# YOUR GOAL
Every entry must appear in the answer exactly as written.

[Start of section]

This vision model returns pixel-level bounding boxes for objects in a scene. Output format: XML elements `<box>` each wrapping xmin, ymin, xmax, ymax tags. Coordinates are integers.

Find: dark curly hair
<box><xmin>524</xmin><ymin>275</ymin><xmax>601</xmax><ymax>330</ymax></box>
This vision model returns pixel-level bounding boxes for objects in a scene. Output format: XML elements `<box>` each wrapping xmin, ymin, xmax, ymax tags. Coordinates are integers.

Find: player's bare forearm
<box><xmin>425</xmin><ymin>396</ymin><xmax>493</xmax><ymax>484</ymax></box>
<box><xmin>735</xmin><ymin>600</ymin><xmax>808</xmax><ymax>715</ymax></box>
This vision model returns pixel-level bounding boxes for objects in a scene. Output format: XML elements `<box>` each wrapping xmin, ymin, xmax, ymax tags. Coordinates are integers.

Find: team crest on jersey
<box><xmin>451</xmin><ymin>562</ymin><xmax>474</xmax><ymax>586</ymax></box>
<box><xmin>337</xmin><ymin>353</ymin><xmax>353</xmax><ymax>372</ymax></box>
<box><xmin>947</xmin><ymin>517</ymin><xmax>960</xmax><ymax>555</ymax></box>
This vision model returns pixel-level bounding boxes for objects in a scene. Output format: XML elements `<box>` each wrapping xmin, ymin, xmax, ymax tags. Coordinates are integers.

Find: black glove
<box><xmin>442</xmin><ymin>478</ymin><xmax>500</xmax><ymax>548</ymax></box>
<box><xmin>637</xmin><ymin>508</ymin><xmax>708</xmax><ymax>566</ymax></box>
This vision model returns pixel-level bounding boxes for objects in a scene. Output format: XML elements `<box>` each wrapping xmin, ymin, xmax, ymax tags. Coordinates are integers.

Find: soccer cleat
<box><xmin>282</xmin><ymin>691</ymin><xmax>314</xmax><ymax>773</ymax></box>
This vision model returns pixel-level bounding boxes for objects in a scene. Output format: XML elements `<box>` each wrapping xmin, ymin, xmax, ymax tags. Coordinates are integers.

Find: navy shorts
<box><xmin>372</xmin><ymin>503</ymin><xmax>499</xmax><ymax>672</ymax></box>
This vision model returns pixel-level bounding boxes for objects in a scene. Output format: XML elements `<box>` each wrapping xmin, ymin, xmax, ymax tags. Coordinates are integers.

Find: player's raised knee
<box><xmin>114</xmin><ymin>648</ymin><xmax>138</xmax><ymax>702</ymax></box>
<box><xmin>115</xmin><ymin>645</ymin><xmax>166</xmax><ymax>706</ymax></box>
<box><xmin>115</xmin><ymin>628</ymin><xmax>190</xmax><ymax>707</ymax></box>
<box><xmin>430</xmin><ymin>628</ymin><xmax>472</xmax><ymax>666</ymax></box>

[End of section]

# TASK RESULT
This vision model returns pixel-level bounding boxes for objects in a scene. Output format: XML elements `<box>` each wrapping xmin, ymin, xmax, ymax tags. Coordinates are integers.

Find: dark curly hair
<box><xmin>524</xmin><ymin>275</ymin><xmax>601</xmax><ymax>330</ymax></box>
This vision model returns pixel-level bounding boxes for objects in a scene. Output format: XML elements `<box>` each wrapping xmin, ymin, xmax, ymax tags. Coordinates are integers.

Find: player's bare forearm
<box><xmin>425</xmin><ymin>396</ymin><xmax>493</xmax><ymax>484</ymax></box>
<box><xmin>735</xmin><ymin>600</ymin><xmax>808</xmax><ymax>715</ymax></box>
This vision model returns pixel-level bounding boxes for objects in a scene. Output format: XML elements `<box>` each wrapping xmin, ymin, xmax, ymax tags. Coordinates are integers.

Find: team crest on jersey
<box><xmin>451</xmin><ymin>562</ymin><xmax>474</xmax><ymax>586</ymax></box>
<box><xmin>337</xmin><ymin>353</ymin><xmax>353</xmax><ymax>372</ymax></box>
<box><xmin>947</xmin><ymin>517</ymin><xmax>960</xmax><ymax>555</ymax></box>
This vision model returns pixel-level bounding boxes for objects in a scene. Output format: XML elements `<box>` each wrapping xmin, ymin, xmax, ymax tags. Coordinates are integers.

Find: black glove
<box><xmin>442</xmin><ymin>478</ymin><xmax>500</xmax><ymax>548</ymax></box>
<box><xmin>637</xmin><ymin>508</ymin><xmax>708</xmax><ymax>566</ymax></box>
This vision model returns pixel-level bounding boxes for objects in a scene. Output format: XML elements `<box>` each wrapping xmin, ymin, xmax, ymax tags. Coordinates are integers.

Find: soccer cleat
<box><xmin>282</xmin><ymin>691</ymin><xmax>314</xmax><ymax>773</ymax></box>
This vision model returns pixel-level bounding boxes for objects in a scene. Output format: XML elements `<box>` each wrapping xmin, ymin, xmax, ymax tags. Coordinates are integers.

Find: navy shorts
<box><xmin>372</xmin><ymin>503</ymin><xmax>499</xmax><ymax>672</ymax></box>
This vision model returns pixel-level bounding boxes for objects in a scene. Output format: XML elements `<box>` each wrapping xmin, ymin, xmax, ymax tags. Coordinates are integers.

Find: player's raised knee
<box><xmin>114</xmin><ymin>648</ymin><xmax>138</xmax><ymax>702</ymax></box>
<box><xmin>115</xmin><ymin>645</ymin><xmax>166</xmax><ymax>706</ymax></box>
<box><xmin>115</xmin><ymin>628</ymin><xmax>190</xmax><ymax>707</ymax></box>
<box><xmin>430</xmin><ymin>628</ymin><xmax>472</xmax><ymax>666</ymax></box>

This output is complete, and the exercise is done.